Passage provided
━━━━━━

Lou Piniella accumulated more than 1,800 wins in a 23-year career as a big league manager. He won a World Series title with the Cincinnati Reds, and was even named Manager of the Year three times. Those are incredible accolades, but Piniella is remembered more for his fiery antics with umpires than anything else. Former Atlanta Braves manager Bobby Cox and ex-Baltimore Orioles skipper Earl Weaver have more all-time ejections, but no one put on a show quite like Lou Piniella.

Lou Piniella Ejections

Lou Piniella doing what he did best

In the first installment of Story Time with Lou Piniella, I told you about Piniella’s uncomfortable introduction to New York Yankees owner George Steinbrenner. It’s actually Steinbrenner who turned around and gave Piniella his first managerial job in 1986. Before the season started, Steinbrenner called Piniella into his office and said, “You’re first job is to win a World Series, but your second job, and almost just as important, is to help put fannys in the seats. So when you get kicked out of a ball game, put on a good show. I’ll pay your fine.”

Piniella clearly took Steinbrenner’s message to heart. The stats back it up: Piniella was ejected from 65 ball games as a manager. Piniella knows he has a reputation for getting ejected, and he says he’ll never dispute that. In fact, he tells old umpire war stories with pride. Welcome to the second installment of Story Time with Lou Piniella:

One of Piniella’s most memorable ejections happened with the Seattle Mariners. Bob Wolcott was pitching for the M’s at the time (so it happened sometime between 1995 and 1997) and he held a 5-2 lead in the fifth inning. Piniella says that’s when home plate umpire Durwood Merrill started “squeezing” Wolcott. That’s also when things got chippy.

━━━━━━

Request A
Return the passage on Lou Piniella verbatim, everything from "One of Piniella’s most" down to "things got chippy.".

━━━━━━

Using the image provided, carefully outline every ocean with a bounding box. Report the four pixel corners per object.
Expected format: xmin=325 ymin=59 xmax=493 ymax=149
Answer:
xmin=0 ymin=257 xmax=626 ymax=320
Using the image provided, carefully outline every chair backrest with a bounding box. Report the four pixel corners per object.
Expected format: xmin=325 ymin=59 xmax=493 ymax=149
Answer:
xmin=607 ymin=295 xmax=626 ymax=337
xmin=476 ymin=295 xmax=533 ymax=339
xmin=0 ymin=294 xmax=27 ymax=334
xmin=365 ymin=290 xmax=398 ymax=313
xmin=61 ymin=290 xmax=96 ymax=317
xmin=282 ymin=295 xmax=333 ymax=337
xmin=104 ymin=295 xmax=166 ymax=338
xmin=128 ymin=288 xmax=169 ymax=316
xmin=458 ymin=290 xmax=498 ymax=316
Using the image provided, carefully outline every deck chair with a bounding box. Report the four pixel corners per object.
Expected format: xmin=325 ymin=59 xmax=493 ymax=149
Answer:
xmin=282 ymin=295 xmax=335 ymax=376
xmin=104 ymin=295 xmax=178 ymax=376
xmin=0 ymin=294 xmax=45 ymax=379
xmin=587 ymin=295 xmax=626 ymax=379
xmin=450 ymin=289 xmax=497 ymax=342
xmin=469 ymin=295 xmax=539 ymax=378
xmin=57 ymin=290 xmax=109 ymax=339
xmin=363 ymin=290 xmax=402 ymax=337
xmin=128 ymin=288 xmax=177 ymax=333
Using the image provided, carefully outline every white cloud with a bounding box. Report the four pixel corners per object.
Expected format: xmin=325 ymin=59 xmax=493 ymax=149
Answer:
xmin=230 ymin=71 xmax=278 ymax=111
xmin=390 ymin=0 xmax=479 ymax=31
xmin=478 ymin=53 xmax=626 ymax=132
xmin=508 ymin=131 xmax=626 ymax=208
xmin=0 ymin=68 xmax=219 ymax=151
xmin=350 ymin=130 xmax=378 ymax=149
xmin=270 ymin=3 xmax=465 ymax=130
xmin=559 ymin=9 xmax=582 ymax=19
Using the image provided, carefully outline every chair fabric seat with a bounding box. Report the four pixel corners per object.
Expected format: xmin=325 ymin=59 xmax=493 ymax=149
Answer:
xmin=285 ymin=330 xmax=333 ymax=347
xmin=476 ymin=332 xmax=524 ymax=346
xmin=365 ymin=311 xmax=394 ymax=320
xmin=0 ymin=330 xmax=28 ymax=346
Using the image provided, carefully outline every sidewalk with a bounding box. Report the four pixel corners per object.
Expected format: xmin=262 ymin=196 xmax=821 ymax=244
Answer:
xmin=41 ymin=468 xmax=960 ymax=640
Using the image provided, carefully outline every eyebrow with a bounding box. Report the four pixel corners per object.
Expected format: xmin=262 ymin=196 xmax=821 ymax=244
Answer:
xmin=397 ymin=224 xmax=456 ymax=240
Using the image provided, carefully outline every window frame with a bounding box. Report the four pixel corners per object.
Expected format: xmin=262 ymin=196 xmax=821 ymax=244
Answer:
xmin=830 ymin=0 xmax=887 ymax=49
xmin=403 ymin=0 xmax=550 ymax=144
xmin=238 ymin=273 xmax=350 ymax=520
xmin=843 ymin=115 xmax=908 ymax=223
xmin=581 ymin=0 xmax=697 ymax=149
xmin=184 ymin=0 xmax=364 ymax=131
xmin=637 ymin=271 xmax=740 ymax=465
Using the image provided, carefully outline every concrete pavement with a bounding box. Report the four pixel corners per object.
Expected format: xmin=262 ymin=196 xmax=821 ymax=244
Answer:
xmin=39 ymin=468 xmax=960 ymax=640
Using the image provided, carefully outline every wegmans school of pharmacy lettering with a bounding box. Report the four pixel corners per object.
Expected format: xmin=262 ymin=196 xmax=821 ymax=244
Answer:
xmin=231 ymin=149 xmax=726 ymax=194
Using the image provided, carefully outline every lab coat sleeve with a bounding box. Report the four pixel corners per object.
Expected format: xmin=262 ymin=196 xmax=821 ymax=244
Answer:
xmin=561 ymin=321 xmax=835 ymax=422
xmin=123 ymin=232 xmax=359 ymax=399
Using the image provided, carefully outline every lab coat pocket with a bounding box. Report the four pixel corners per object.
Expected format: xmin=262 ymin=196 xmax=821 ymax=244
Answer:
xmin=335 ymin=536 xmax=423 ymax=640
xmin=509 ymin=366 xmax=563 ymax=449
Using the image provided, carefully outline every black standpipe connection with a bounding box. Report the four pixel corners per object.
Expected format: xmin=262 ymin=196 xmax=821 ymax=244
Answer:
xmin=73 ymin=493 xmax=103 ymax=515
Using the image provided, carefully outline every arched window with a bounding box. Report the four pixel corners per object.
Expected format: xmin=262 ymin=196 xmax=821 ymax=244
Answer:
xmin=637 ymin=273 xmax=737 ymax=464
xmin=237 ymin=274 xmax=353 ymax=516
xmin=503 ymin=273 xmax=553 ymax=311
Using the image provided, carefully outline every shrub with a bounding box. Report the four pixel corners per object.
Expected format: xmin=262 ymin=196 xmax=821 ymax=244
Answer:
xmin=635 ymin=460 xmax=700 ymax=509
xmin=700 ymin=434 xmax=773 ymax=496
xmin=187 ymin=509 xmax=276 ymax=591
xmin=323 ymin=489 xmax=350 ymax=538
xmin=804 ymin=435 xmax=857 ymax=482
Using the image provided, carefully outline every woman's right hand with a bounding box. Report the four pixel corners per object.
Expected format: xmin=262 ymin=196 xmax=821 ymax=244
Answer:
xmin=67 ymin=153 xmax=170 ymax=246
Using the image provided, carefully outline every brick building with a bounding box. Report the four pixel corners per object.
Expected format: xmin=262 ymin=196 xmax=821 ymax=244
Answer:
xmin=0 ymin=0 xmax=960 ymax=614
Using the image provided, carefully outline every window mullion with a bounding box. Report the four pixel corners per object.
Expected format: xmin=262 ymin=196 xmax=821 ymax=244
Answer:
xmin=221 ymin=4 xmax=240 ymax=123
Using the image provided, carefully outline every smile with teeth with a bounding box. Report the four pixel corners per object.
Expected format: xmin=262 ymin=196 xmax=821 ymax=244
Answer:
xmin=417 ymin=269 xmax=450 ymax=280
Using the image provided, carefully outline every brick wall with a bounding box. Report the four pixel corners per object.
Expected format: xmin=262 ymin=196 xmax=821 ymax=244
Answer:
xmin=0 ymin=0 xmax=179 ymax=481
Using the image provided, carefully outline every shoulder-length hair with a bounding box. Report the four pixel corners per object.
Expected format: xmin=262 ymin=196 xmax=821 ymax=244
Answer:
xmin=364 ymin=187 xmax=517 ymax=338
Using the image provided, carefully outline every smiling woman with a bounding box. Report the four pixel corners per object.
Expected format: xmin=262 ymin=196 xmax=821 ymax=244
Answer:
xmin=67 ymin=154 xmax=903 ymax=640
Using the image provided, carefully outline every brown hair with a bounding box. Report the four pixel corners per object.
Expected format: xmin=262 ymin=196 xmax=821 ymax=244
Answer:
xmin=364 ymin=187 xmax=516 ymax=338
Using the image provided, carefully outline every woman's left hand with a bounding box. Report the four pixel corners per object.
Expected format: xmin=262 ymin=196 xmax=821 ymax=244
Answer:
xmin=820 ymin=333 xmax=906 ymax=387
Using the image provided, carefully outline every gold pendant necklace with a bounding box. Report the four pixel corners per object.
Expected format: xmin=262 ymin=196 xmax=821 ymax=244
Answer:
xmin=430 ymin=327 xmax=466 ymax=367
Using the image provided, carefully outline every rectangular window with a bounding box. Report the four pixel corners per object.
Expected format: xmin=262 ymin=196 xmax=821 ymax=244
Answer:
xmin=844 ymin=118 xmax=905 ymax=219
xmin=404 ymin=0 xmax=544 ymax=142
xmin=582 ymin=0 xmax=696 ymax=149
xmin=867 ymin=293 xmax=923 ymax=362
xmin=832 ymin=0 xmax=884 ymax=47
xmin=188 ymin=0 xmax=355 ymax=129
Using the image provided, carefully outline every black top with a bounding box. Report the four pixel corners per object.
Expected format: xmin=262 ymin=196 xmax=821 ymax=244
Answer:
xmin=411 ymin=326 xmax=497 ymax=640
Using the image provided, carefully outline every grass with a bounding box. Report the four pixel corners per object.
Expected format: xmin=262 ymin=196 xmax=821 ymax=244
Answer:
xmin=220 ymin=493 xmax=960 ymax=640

━━━━━━

Request B
Edit the listing, everything from the line containing "lab coat pocket" down to the line containing "xmin=509 ymin=366 xmax=563 ymax=449", so that "Expected format" becomes "Required format", leaving all else unchanged. Give back only those lines.

Full answer A
One of Piniella’s most memorable ejections happened with the Seattle Mariners. Bob Wolcott was pitching for the M’s at the time (so it happened sometime between 1995 and 1997) and he held a 5-2 lead in the fifth inning. Piniella says that’s when home plate umpire Durwood Merrill started “squeezing” Wolcott. That’s also when things got chippy.

Full answer B
Using the image provided, carefully outline every lab coat pocket with a bounding box. Report the four pixel corners per object.
Required format: xmin=262 ymin=196 xmax=821 ymax=244
Answer:
xmin=335 ymin=536 xmax=423 ymax=640
xmin=509 ymin=366 xmax=563 ymax=449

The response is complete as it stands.